Work to complete =>
Answer these questions from the text on monetary policy below:
1. Which three actions can the Federal Open Market Committee take to increase the money supply?
2. How are bond prices and interest rates related?
3. All else being equal, what do lower interest rates lead to?

Generally speaking contractionary monetary policies and expansionary monetary policies involve changing the level of the money supply in a country. Expansionary monetary policy is simply a policy which expands (increases) the supply of money, whereas contractionary monetary policy contracts (decreases) the supply of a country’s currency.
Expansionary Monetary Policy
In the United States, when the Federal Open Market Committee wishes to increase the money supply, it can do a combination of three things:
- Purchase securities on the open market, known as Open Market Operations
- Lower the Federal Discount Rate
- Lower Reserve Requirements
These all directly impact the interest rate. When the Fed buys securities on the open market, it causes the price of those securities to rise. In my article on the Dividend Tax Cut we saw that bond prices and interest rates are inversely related. The Federal Discount Rate is an interest rate, so lowering it is essentially lowering interest rates. If the Fed instead decides to lower reserve requirements, this will cause banks to have an increase in the amount of money they can invest. This causes the price of investments such as bonds to rise, so interest rates must fall. No matter what tool the Fed uses to expand the money supply interest rates will decline and bond prices will rise.
Increases in American bond prices will have an effect on the exchange market. Rising American bond prices will cause investors to sell those bonds in exchange for other bonds, such as Canadian ones. So an investor will sell his American bond, exchange his American dollars for Canadian dollars, and buy a Canadian bond. This causes the supply of American dollars on foreign exchange markets to increase and the supply of Canadian dollars on foreign exchange markets to decrease. As shown in my Beginner’s Guide to Exchange Rates this causes the U.S. Dollar to become less valuable relative to the Canadian Dollar. The lower exchange rate makes American produced goods cheaper in Canada and Canadian produced goods more expensive in America, so exports will increase and imports will decrease causing the balance of trade to increase.
When interest rates are lower, the cost of financing capital projects is less. So all else being equal, lower interest rates lead to higher rates of investment.

Information provided =>

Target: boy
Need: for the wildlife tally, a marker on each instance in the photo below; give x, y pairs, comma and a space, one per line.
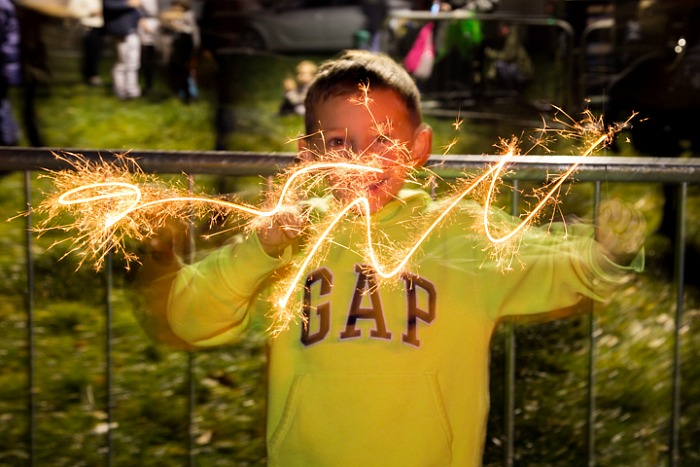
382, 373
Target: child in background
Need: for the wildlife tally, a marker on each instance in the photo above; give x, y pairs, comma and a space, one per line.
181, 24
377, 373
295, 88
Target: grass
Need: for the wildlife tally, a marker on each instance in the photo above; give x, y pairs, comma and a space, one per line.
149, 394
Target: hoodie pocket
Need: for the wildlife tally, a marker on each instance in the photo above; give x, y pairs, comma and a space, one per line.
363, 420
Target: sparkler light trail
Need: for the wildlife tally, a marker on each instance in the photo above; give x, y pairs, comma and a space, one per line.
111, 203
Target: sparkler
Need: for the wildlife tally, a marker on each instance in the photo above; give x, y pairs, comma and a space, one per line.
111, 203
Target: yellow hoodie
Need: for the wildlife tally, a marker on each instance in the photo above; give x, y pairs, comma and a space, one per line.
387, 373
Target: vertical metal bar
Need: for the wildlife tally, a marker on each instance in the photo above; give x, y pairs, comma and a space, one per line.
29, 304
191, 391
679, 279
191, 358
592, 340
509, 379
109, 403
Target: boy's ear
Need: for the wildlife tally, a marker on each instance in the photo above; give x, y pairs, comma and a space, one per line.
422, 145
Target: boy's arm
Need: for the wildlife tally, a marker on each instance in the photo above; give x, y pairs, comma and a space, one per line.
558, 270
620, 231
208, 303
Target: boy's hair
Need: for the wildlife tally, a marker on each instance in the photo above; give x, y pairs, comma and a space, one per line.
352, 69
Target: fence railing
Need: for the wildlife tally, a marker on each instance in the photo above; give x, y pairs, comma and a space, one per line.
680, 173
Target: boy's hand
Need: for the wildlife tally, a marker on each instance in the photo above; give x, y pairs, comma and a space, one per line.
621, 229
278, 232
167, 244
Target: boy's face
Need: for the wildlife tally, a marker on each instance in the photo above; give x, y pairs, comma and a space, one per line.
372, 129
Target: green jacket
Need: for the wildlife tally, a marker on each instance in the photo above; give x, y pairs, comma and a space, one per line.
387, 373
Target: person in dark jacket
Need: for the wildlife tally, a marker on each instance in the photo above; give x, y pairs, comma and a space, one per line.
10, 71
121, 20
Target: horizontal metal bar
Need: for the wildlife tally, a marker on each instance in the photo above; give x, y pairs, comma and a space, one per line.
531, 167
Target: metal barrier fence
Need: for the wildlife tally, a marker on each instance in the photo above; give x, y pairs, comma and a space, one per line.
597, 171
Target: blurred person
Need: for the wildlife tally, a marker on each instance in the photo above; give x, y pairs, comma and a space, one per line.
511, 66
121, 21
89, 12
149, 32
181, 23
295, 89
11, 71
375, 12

==

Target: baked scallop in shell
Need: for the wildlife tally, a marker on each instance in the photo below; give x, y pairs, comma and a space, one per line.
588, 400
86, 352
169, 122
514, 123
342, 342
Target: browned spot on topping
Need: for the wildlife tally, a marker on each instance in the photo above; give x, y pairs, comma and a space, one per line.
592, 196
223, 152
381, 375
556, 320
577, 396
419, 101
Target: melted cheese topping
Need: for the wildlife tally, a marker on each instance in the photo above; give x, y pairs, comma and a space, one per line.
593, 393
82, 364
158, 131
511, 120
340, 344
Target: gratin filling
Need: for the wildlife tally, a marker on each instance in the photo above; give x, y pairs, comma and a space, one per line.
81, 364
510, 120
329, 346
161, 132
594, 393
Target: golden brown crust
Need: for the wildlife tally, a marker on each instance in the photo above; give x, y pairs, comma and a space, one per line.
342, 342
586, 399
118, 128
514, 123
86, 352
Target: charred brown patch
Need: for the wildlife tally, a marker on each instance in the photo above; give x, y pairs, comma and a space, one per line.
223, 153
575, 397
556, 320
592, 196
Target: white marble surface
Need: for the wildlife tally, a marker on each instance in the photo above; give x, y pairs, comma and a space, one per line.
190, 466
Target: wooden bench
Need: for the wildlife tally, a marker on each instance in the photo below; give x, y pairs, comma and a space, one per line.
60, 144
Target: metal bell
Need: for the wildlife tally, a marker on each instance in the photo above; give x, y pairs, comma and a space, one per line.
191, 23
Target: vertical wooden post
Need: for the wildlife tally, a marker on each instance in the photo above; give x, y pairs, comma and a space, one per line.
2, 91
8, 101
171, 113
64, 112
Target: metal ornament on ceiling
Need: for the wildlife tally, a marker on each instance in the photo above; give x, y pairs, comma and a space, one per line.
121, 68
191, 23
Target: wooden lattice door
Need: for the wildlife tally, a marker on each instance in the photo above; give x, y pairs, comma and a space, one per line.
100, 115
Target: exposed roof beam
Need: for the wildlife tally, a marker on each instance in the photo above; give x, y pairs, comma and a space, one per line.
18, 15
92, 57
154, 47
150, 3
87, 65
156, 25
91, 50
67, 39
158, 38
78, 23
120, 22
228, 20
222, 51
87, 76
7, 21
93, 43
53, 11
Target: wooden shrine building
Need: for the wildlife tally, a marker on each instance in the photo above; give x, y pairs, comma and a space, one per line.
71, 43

Task response =>
1. Purchasing securities on the open market (Open Market Operations), lowering the Federal Discount Rate, and lowering reserve requirements.
2. They are inversely related.
3. Higher rates of investment.